Quelle:

◆ ◆ ◆ ◆ ◆

Die überlange Eröffnungsrede der diesjährigen Entwicklerkonferenz demonstriert, in welchem Dilemma Apple steckt. Der Konzern ist voll mit der Pflege seiner bestehenden Produktlinien beschäftigt. An Veränderungswillen, das beweist schon die Zahl der präsentierten Neuerungen, mangelt es nicht. Aber alles dreht sich - mit Ausnahme des HomePods - um Verbesserungen bestehender Angebote. Ein Luxusproblem, besonders wenn Apple für seinen neuen iMac Pro schlappe 5000 Dollar verlangen kann.

◆ ◆ ◆ ◆ ◆

Auszüge der Einträge:
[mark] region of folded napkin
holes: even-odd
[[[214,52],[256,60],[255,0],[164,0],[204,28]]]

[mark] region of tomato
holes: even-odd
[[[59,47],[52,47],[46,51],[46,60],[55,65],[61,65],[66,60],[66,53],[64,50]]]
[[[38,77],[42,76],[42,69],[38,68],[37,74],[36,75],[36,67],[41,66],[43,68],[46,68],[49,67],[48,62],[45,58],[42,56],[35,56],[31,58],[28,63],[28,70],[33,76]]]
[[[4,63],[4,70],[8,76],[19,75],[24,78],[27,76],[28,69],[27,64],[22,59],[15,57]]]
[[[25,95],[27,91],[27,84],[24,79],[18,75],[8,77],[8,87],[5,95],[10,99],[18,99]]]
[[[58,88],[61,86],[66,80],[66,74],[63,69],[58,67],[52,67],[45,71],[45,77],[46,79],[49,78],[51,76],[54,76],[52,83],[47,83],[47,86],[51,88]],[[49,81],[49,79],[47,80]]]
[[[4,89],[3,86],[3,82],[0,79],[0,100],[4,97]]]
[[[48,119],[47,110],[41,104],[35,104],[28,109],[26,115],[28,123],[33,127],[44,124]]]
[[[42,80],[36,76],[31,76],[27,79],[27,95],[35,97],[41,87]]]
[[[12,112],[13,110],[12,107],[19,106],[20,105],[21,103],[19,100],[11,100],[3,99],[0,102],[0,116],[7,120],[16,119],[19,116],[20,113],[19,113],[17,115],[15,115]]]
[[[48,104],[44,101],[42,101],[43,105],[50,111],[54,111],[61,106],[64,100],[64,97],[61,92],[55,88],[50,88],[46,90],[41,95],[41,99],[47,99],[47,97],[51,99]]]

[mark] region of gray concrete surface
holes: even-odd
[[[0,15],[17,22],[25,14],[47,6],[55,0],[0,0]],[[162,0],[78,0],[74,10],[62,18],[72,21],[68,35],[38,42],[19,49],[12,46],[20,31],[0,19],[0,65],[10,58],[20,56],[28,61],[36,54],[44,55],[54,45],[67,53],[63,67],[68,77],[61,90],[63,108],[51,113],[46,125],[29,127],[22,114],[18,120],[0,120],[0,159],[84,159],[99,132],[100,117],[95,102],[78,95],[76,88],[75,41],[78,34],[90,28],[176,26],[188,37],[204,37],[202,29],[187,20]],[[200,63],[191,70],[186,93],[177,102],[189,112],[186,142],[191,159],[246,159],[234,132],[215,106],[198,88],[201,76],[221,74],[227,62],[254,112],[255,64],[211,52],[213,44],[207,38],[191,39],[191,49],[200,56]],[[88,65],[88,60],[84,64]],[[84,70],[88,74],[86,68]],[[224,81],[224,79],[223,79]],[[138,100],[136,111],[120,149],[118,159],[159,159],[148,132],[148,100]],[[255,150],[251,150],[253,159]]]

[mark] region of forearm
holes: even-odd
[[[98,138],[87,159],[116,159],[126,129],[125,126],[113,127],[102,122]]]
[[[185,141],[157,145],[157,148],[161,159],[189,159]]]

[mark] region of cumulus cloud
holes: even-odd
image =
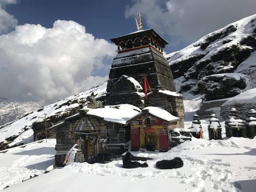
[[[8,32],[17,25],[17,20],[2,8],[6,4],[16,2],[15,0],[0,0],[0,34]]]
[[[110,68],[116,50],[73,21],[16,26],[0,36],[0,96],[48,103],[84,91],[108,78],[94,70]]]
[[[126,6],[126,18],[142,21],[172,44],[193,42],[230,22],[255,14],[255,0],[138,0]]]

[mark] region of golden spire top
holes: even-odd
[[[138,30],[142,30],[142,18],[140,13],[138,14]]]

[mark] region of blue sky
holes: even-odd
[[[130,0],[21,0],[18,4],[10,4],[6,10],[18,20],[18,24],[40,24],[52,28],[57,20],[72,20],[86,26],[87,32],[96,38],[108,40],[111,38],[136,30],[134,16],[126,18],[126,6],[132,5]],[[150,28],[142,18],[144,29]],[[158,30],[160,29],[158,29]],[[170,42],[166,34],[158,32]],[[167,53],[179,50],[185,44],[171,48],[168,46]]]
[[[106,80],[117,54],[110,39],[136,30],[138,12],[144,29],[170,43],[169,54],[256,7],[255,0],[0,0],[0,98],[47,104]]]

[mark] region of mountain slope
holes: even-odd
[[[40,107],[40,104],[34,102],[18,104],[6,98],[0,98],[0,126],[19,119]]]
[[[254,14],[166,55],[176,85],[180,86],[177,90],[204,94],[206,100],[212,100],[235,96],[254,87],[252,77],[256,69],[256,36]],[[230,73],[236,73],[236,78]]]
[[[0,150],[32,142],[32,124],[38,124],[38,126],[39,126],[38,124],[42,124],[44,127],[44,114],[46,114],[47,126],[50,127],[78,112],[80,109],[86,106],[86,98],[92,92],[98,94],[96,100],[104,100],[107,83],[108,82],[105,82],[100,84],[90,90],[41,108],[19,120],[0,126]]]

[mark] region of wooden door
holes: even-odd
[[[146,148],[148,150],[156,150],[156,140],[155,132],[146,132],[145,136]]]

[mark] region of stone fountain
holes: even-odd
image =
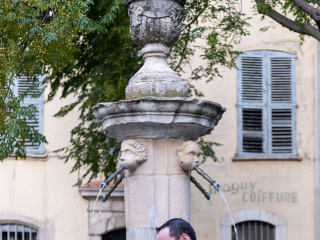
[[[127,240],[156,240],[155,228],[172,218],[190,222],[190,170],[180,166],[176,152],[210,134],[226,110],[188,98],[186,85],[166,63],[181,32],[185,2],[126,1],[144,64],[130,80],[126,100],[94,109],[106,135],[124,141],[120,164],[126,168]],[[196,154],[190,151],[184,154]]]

◆ ◆ ◆ ◆ ◆

Die Aufgabe: Welches Produkt nimmt die Quelle ausdrücklich davon aus, dass sich bei Apple alles um Verbesserungen bestehender Angebote dreht?

Schriftliche Lösung: Den HomePod.